• TEXTO DE ESTUDIO:
++++++++++++++++++++
Decido caminar hasta la próxima cuadrilla. La mirada de Marcela permanece en mí. No olvidaré su incredulidad, la manera en que observaba cómo se iba armando su casita y quizás recurra a ella en cada ocasión que me desanime o me sienta abrumado.
En la casa siguiente, un pastor alemán tuerto sale a saludarme. Su nombre es “Niño” y perdió su ojo derecho cuando era cachorro, tras contraer una fuerte infección. Está acostumbrado al cruce de sombras, a menos que sepa el sendero de memoria, como los hombres que se afeitan sin mirarse al espejo.
Tengo hambre. Como sólo he ayudado a ratos y mi cara no es conocida, no tengo derecho a consultar sobre el almuerzo. Veo que hay hamburguesas y papas en una caja.
-¿Ustedes comen poquito?
++++++++++++++++++++
• EXTRACTO DE DATOS:
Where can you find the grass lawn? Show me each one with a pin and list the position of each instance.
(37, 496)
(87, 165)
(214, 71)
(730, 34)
++++++++++++++++++++
• EJERCICIO 1: Reescribe de forma más breve el párrafo del relato de la jornada de construcción que empieza con «Tengo hambre», sin perder sus datos principales.
• EJERCICIO 2: Retoma el relato de la jornada de construcción donde se detiene y escribe su continuación.

• SOLUCIÓN DEL EJERCICIO 1: Tengo hambre, pero como he ayudado poco y nadie me conoce, no me siento con derecho a preguntar por el almuerzo. En una caja veo hamburguesas y papas.

• SOLUCIÓN DEL EJERCICIO 2:
La pregunta de la dueña de casa, María Elena Vivanco, es válida. Se ve que la comida no alcanza para todos. No se complica: de su despensa, custodiada por el tuerto, saca algo para agregar a la mesa. El perro ladra como si el nuevo techo no lo beneficiara.
Incendio
Hace poco más de un mes, la familia de Fresia Tapia se juntó en la casa de su hija para ver el decisivo partido de la “Rojita” Sub-20 frente a Holanda. Nadie escuchó el silbato final. A los pocos minutos del segundo tiempo, cuando a Matías Fernández no le llegaba ninguna pelota en el mediocampo, sintieron el humo que provenía de la casa de Fresia. No alcanzaron a salvar nada. La eliminación del mundial pasó a segundo plano.
-Fue terrible. Por eso agradezco tanto que estos niños me estén construyendo esta mediagua. La idea es ir ampliándola de a poquito, porque el incendio se llevó todo.
Fresia todavía está con problemas de presión producto del susto. José Galleguillos, alumno del Plan Común de Ingeniería de la USM, entiende de mediaguas. Aprendió en Alto Hospicio, colaborando en la campaña “Un techo para Chile”.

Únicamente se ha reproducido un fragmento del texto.